Saved entries
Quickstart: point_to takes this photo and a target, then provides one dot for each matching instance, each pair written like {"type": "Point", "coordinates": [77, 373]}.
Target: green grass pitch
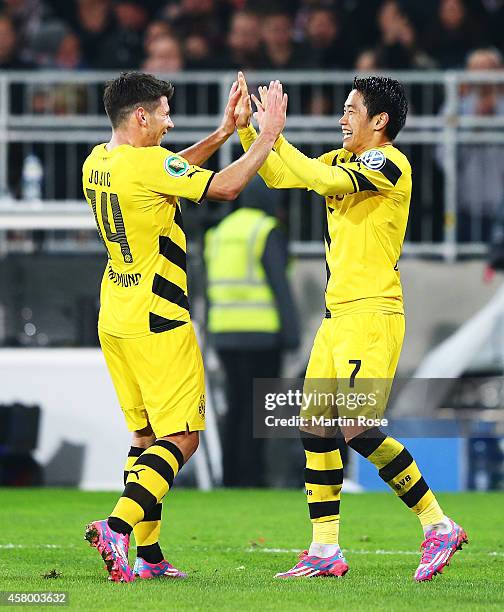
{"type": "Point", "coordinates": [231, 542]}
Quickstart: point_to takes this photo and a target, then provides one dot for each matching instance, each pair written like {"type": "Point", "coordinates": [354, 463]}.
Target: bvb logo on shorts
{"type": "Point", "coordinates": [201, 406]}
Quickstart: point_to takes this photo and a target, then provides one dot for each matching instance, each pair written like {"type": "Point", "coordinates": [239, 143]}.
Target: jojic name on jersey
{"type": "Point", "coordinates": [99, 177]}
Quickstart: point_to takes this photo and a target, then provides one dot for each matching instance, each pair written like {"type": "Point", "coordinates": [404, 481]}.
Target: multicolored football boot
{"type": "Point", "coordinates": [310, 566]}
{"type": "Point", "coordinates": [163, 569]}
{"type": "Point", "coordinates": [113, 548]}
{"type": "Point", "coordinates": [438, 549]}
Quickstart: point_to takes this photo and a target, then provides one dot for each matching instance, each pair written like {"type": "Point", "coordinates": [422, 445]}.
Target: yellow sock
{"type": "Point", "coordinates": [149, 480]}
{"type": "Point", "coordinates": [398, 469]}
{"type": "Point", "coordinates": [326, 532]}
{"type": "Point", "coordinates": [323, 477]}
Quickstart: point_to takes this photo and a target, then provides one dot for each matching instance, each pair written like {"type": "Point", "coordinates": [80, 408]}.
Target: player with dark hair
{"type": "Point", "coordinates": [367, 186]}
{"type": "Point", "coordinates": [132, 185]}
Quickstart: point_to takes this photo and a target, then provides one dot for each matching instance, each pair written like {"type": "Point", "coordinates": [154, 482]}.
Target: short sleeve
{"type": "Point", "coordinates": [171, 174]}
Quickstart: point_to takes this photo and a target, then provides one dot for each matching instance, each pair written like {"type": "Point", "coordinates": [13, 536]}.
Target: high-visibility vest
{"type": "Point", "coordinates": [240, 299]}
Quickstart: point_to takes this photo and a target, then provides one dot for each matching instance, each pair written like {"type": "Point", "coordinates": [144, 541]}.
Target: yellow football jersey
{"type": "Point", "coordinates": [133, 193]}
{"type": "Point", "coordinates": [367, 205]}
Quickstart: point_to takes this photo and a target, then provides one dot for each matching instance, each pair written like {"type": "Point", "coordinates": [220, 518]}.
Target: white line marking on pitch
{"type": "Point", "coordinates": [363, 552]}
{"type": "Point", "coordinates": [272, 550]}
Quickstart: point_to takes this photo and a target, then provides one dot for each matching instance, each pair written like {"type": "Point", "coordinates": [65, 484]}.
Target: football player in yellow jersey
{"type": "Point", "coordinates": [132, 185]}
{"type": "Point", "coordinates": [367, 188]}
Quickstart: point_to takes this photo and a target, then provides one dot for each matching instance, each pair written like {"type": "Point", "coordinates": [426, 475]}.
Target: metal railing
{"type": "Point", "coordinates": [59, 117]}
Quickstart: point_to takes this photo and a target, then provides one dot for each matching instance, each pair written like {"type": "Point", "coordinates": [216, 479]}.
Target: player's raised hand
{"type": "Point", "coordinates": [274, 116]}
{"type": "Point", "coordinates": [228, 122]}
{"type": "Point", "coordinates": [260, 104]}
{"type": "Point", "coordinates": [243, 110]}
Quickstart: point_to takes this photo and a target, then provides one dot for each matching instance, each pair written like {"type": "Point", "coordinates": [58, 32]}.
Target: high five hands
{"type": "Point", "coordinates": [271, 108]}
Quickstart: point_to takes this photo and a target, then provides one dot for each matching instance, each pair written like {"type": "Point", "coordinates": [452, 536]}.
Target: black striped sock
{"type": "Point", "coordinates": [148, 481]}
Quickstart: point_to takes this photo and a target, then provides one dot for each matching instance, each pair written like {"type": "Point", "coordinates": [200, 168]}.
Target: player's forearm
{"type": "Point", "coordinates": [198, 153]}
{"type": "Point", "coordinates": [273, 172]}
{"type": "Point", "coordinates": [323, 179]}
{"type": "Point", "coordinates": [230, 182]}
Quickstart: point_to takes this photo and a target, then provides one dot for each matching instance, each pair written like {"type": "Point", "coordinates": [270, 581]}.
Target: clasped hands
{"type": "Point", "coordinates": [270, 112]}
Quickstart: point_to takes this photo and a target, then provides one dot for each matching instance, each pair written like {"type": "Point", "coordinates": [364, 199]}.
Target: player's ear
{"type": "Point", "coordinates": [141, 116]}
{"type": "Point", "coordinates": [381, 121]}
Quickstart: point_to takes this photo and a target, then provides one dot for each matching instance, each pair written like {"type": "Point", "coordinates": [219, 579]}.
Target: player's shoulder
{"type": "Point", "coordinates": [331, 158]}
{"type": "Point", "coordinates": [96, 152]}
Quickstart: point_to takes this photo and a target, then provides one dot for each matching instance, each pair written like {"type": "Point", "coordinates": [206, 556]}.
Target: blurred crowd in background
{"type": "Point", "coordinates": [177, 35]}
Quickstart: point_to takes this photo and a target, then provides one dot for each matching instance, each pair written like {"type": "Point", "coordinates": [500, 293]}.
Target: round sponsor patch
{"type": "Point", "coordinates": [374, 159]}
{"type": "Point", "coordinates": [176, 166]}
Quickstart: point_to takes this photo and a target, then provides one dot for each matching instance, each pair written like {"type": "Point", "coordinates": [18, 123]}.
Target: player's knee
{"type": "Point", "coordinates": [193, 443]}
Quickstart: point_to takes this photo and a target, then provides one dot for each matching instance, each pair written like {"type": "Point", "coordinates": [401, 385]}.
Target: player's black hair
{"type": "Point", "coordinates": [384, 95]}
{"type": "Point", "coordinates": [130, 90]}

• Task statement
Nothing but the text is wanted: repeat the data above exactly, without its images.

• Completed task
Quickstart: point_to takes this photo and a target, then provides one dot for each matching instance, each pair written like {"type": "Point", "coordinates": [77, 373]}.
Target: green grass pitch
{"type": "Point", "coordinates": [231, 542]}
Quickstart: point_to takes this photo and a target, then provides one dot for each matching instance, each pair written like {"type": "Point", "coordinates": [354, 463]}.
Target: bvb logo on shorts
{"type": "Point", "coordinates": [201, 406]}
Quickstart: point_to takes this photo and a target, then provides one dot for each matching instance, each pair written like {"type": "Point", "coordinates": [239, 143]}.
Target: jojic name on jersey
{"type": "Point", "coordinates": [99, 177]}
Quickstart: point_to takes this photo and a target, then provides one dot for each matching instance, each pair written like {"type": "Point", "coordinates": [404, 481]}.
Target: multicolored football boot
{"type": "Point", "coordinates": [310, 566]}
{"type": "Point", "coordinates": [163, 569]}
{"type": "Point", "coordinates": [113, 548]}
{"type": "Point", "coordinates": [438, 549]}
Quickstart: point_to takes this photo and a target, then provides one dot for each matching instance, each pair written like {"type": "Point", "coordinates": [422, 445]}.
Target: yellow sock
{"type": "Point", "coordinates": [149, 480]}
{"type": "Point", "coordinates": [398, 469]}
{"type": "Point", "coordinates": [326, 532]}
{"type": "Point", "coordinates": [323, 477]}
Quickstart: point_to takes this photo and a target, then provides one dot for each matching instance, each pair written like {"type": "Point", "coordinates": [80, 408]}.
Target: player with dark hair
{"type": "Point", "coordinates": [367, 186]}
{"type": "Point", "coordinates": [132, 185]}
Quickstart: point_to takes this photo and a target, then provides one dot for each matching instance, each pair written like {"type": "Point", "coordinates": [154, 482]}.
Target: short sleeve
{"type": "Point", "coordinates": [171, 174]}
Quickstart: point_to takes this photo and a target, then provides one dot for each matching instance, each pair written like {"type": "Point", "coordinates": [13, 536]}.
Target: high-visibility vest
{"type": "Point", "coordinates": [240, 299]}
Quickstart: point_to takes this photo and a target, then provides one dot for each matching instance, each pair written like {"type": "Point", "coordinates": [144, 541]}.
Target: yellow football jersey
{"type": "Point", "coordinates": [133, 193]}
{"type": "Point", "coordinates": [367, 205]}
Quickstart: point_to takes this photo and a target, then provides one dot for each matching instance, each pair written like {"type": "Point", "coordinates": [220, 518]}.
Target: white line marking on pitch
{"type": "Point", "coordinates": [363, 552]}
{"type": "Point", "coordinates": [272, 550]}
Quickstart: point_to takes this photo and a target, then provides one dot for each matching instance, each pair written like {"type": "Point", "coordinates": [65, 484]}.
Target: football player in yellow jersey
{"type": "Point", "coordinates": [132, 185]}
{"type": "Point", "coordinates": [367, 188]}
Quickstart: point_to takes this photo and a target, then provides one dot for each matching instance, each pair written like {"type": "Point", "coordinates": [426, 475]}.
Target: metal railing
{"type": "Point", "coordinates": [59, 117]}
Quickstart: point_to takes this photo and a target, then provides one dot for each matching instance, each pair written like {"type": "Point", "coordinates": [216, 479]}.
Target: player's raised hand
{"type": "Point", "coordinates": [274, 116]}
{"type": "Point", "coordinates": [228, 122]}
{"type": "Point", "coordinates": [260, 104]}
{"type": "Point", "coordinates": [243, 110]}
Quickstart: point_to takes this photo and a target, then provides one dot for each matching instance, each pair written like {"type": "Point", "coordinates": [58, 32]}.
Target: high five hands
{"type": "Point", "coordinates": [271, 108]}
Quickstart: point_to takes this photo and a target, then provides one dot for each matching instance, each pair written like {"type": "Point", "coordinates": [452, 536]}.
Target: black striped sock
{"type": "Point", "coordinates": [148, 481]}
Quickstart: point_to takes this photo and a target, then provides one dot for each matching instance, each pair written like {"type": "Point", "coordinates": [200, 168]}.
Target: player's forearm
{"type": "Point", "coordinates": [198, 153]}
{"type": "Point", "coordinates": [273, 172]}
{"type": "Point", "coordinates": [323, 179]}
{"type": "Point", "coordinates": [230, 182]}
Quickstart: point_to takes this photo and a target, then provides one dot for each matching instance, each pair written like {"type": "Point", "coordinates": [270, 581]}.
Target: clasped hands
{"type": "Point", "coordinates": [270, 112]}
Quickstart: point_to takes this photo and a target, then provides one dot for each matching instance, each pair written like {"type": "Point", "coordinates": [364, 199]}.
Target: player's ear
{"type": "Point", "coordinates": [141, 116]}
{"type": "Point", "coordinates": [381, 121]}
Quickstart: point_to takes this photo and a target, then provides one dot for each matching instance, each pair written like {"type": "Point", "coordinates": [219, 579]}.
Target: player's shoulder
{"type": "Point", "coordinates": [331, 158]}
{"type": "Point", "coordinates": [96, 152]}
Quickstart: point_to takes this photo and a target, then provides one dot for each matching instance, each pair written like {"type": "Point", "coordinates": [206, 556]}.
Target: blurred crowd in background
{"type": "Point", "coordinates": [177, 35]}
Quickstart: point_to takes this photo and a target, then provides one dot for each matching instance, each pair written like {"type": "Point", "coordinates": [500, 293]}.
Target: round sponsor patch
{"type": "Point", "coordinates": [374, 159]}
{"type": "Point", "coordinates": [176, 166]}
Quickstart: point_to takes this photo and a target, then provides one dot for each matching instance, each pair written like {"type": "Point", "coordinates": [18, 123]}.
Target: player's knee
{"type": "Point", "coordinates": [193, 443]}
Quickstart: point_to takes this photo and a target, then provides one dot for each matching instance, each pair written like {"type": "Point", "coordinates": [401, 385]}.
Target: player's black hair
{"type": "Point", "coordinates": [384, 95]}
{"type": "Point", "coordinates": [130, 90]}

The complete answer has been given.